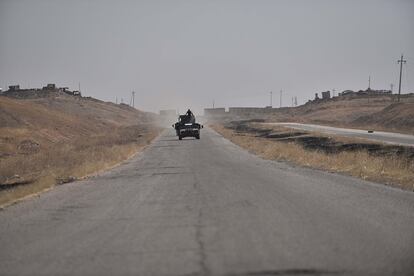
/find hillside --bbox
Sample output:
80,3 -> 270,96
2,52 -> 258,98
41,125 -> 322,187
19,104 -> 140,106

******

> [WHAT TO PRODUCE]:
Rewrite the entries above with every occurrence of "hillside" replaced by "ridge" and everything else unchanged. Omit the pictures from your answer.

> [OUTPUT FOR THIS TASK]:
/find ridge --bbox
Sample output:
80,3 -> 270,96
2,52 -> 258,98
41,125 -> 322,187
19,104 -> 140,106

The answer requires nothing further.